**Your goal**
Everything from the line with "Target = notepad" through the last line of the records below should be copied exactly, both ends included.

**Information shown**
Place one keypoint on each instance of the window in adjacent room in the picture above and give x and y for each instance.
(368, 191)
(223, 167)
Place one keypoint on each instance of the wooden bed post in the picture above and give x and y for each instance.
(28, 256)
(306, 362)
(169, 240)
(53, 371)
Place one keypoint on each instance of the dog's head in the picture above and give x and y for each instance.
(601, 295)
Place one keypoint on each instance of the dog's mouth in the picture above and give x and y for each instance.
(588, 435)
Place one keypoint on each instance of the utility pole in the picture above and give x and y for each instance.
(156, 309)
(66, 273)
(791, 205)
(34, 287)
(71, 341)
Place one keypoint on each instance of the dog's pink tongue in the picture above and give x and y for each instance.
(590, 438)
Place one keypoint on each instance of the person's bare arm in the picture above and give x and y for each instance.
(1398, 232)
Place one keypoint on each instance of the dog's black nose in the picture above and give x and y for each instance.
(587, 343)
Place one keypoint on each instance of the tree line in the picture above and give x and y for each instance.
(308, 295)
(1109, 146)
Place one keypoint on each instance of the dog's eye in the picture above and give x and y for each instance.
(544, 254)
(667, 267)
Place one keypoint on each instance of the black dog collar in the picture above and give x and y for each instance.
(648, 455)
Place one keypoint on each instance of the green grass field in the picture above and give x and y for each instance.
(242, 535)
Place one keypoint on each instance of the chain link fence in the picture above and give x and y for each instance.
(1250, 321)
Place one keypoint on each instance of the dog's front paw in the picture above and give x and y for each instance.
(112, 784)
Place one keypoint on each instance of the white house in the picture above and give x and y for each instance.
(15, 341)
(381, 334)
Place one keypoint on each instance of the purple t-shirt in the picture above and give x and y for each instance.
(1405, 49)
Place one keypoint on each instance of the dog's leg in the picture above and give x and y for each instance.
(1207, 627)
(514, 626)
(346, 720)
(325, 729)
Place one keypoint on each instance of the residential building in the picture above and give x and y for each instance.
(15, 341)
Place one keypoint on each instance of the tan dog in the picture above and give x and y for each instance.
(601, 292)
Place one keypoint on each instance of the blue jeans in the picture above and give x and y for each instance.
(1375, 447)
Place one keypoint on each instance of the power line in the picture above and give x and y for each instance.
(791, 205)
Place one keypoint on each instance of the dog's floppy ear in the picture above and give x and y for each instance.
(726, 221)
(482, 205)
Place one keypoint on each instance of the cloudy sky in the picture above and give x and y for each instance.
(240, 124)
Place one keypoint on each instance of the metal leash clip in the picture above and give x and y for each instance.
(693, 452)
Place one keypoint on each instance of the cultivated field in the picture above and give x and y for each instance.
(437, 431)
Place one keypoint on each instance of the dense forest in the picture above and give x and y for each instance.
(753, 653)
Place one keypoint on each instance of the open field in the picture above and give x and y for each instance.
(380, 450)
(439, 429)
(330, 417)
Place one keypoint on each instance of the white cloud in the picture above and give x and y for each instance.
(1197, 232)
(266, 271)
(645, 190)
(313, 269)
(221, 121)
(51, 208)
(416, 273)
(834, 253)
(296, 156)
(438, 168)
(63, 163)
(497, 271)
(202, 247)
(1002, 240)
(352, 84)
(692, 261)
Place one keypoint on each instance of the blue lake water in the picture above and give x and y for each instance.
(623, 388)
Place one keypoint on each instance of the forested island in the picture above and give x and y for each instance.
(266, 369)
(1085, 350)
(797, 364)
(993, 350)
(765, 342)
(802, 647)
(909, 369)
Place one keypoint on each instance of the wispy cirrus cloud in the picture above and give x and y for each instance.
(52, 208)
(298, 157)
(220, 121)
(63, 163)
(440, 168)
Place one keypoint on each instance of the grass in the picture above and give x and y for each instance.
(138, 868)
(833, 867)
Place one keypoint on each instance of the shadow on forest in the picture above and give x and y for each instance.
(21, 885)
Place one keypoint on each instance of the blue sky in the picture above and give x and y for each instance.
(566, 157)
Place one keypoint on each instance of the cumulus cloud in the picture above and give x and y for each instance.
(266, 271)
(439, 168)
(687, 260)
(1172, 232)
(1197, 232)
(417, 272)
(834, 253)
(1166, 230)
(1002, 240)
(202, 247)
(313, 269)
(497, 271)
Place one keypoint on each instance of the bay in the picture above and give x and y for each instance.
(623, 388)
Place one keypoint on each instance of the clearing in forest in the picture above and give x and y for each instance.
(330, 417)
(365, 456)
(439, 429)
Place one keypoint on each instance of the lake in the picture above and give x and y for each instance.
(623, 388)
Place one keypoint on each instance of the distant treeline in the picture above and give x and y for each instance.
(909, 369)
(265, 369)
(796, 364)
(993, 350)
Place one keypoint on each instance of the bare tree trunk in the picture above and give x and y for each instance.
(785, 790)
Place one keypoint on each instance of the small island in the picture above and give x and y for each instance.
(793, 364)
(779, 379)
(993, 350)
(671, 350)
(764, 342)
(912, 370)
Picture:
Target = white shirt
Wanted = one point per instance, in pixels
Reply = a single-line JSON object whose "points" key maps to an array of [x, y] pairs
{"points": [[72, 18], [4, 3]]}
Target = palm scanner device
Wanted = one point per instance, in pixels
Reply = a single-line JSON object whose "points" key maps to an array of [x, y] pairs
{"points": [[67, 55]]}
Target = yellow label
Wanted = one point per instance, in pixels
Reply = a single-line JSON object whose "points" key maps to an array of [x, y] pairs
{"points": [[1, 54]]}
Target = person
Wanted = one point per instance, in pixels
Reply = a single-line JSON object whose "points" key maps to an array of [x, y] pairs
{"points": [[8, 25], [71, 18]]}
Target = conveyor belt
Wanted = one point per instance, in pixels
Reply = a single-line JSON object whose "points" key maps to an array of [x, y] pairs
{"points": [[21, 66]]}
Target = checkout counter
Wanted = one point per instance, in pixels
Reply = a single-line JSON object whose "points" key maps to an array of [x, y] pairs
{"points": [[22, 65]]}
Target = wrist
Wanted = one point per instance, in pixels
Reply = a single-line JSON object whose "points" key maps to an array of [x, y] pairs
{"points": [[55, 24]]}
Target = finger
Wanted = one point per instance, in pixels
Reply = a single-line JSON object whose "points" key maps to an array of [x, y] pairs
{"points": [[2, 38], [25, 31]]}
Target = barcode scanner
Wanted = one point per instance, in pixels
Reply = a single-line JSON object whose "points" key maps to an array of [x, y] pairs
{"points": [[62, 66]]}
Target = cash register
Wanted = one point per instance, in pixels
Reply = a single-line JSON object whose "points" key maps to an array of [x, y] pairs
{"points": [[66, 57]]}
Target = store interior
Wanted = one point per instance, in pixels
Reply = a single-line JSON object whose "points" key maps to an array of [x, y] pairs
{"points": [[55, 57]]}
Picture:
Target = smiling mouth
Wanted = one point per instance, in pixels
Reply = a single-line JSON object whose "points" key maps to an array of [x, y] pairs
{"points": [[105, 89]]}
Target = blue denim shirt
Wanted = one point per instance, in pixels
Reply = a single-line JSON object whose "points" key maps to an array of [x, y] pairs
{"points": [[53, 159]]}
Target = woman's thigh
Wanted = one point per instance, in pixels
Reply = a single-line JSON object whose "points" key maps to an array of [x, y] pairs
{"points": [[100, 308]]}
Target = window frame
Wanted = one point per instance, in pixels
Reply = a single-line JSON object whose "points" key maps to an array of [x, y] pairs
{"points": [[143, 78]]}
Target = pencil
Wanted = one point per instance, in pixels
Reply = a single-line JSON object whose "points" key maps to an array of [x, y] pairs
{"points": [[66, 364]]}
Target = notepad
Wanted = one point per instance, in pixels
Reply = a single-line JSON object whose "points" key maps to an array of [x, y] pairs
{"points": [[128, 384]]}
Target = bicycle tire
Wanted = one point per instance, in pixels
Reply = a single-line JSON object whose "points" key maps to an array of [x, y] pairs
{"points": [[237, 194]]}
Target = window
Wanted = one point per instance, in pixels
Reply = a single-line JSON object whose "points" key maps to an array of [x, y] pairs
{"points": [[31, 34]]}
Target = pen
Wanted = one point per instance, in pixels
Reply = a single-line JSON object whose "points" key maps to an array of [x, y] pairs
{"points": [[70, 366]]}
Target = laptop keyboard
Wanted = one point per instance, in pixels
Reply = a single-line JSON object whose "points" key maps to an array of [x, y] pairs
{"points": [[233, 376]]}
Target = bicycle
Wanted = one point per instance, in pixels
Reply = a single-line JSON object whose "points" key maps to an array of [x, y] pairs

**Output below**
Target = notepad
Wanted = one point per instance, in pixels
Reply = a single-line JSON object whose "points" key maps to an array of [x, y] pairs
{"points": [[128, 384]]}
Target = bicycle tire
Wanted = one point per instance, in pixels
Reply = a single-line JSON object whose "points" key maps to an array of [x, y] pairs
{"points": [[237, 194]]}
Target = window
Wanted = one point per instance, in pixels
Reply = a single-line JSON object whose "points" key maps to an array of [x, y] pairs
{"points": [[31, 34]]}
Target = pen
Wanted = one point per instance, in pixels
Reply = a single-line JSON object whose "points" key maps to an array of [x, y] pairs
{"points": [[70, 366]]}
Target = laptop keyboard
Wanted = one point per instance, in pixels
Reply = a single-line JSON object whose "points" key maps to an array of [x, y] pairs
{"points": [[233, 376]]}
Target = bicycle
Wanted = one point per instance, in pixels
Reply = a single-line JSON object whose "points" key maps to an array of [x, y] pairs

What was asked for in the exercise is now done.